### WHAT TO DO:
[A] Translate this sentence from the performance metrics notes below into Spanish: "A slow DNS resolver adds latency even if the server is fast."
[B] In the performance metrics notes below, what error rate do healthy systems target under expected load?

### SELECTED EXTRACT:
Core Metrics
Response Time (Latency)
Time from the moment a request is sent until the full response is received.
Components
DNS resolution → TCP handshake → TLS handshake → Server processing → Network transfer
Each step can be a bottleneck. A slow DNS resolver adds latency even if the server is fast.
Percentiles (Critical Concept)
Never trust the average. Average hides outliers. Use percentiles.
| Percentile | Meaning |
|---|---|
| p50 | 50% of requests are faster than this — the typical user |
| p90 | 90% of requests are faster — high-load users |
| p95 | SLA baseline — the standard contract metric |
| p99 | Worst-case tail latency — affects 1 in 100 users |
| Max | Single worst request — often a fluke, but worth monitoring |
Why Tail Latency Matters
A p99 of 5 seconds means 1 in 100 users waits 5 seconds. On a system with 1M daily users, that is 10,000 painful experiences per day.
Average: 80ms → looks healthy
p99: 4200ms → 10,000 users/day have a broken experience
RPS — Requests Per Second
Number of requests the system processes per second.
- Represents load intensity from the client perspective
- In Locust: controlled by number of users + wait time between requests
- RPS is an input metric — you set it. Latency is the output — the system responds.
Throughput
Amount of data transferred per second (bytes/sec), not request count.
| Metric | Counts |
|---|---|
| RPS | Requests |
| Throughput | Bytes |
A single file upload request may have low RPS but very high throughput. A health-check endpoint may have high RPS but near-zero throughput.
Concurrency
Number of active users or in-flight requests at any given moment.
Little's Law
Concurrency = RPS × Response Time (in seconds)
Example: 100 RPS × 0.5s latency = 50 concurrent requests in flight at all times. When latency increases, concurrency grows — consuming more connections, threads, memory.
Error Rate
Percentage of failed requests over total requests.
| Error Type | Examples |
|---|---|
| HTTP 4xx | Bad request, unauthorized, not found |
| HTTP 5xx | Server error, gateway timeout |
| Timeout | Response took longer than client threshold |
| Network failure | Connection refused, reset |
Healthy systems target < 1% error rate under expected load. Error rate should be the first metric to alert on.
Latency Distribution
A histogram of all response times over the test duration.
- Shows whether the distribution is normal (bell curve) or bimodal (two peaks)
- Two peaks often indicate two code paths: fast cache hit vs slow DB query
- Long tail on the right = p99 problem worth investigating

### PROVIDED RECORDS:
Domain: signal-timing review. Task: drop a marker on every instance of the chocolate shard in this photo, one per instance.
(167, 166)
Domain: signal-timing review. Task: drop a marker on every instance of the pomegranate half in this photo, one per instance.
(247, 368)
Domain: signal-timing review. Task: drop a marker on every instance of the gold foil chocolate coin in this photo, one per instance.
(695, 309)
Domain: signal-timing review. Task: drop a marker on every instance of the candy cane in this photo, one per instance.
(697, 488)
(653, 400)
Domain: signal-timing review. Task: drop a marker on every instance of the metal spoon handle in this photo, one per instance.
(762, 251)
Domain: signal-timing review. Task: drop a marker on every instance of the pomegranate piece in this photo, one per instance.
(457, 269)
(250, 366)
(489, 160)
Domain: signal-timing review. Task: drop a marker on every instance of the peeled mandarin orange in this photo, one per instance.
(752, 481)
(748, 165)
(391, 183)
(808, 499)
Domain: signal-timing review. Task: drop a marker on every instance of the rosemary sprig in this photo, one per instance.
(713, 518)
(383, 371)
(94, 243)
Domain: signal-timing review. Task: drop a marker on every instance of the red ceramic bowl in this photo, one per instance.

### EXERCISE SOLUTIONS:
[A] Un resolvedor de DNS lento añade latencia aunque el servidor sea rápido.

[B] Less than 1%.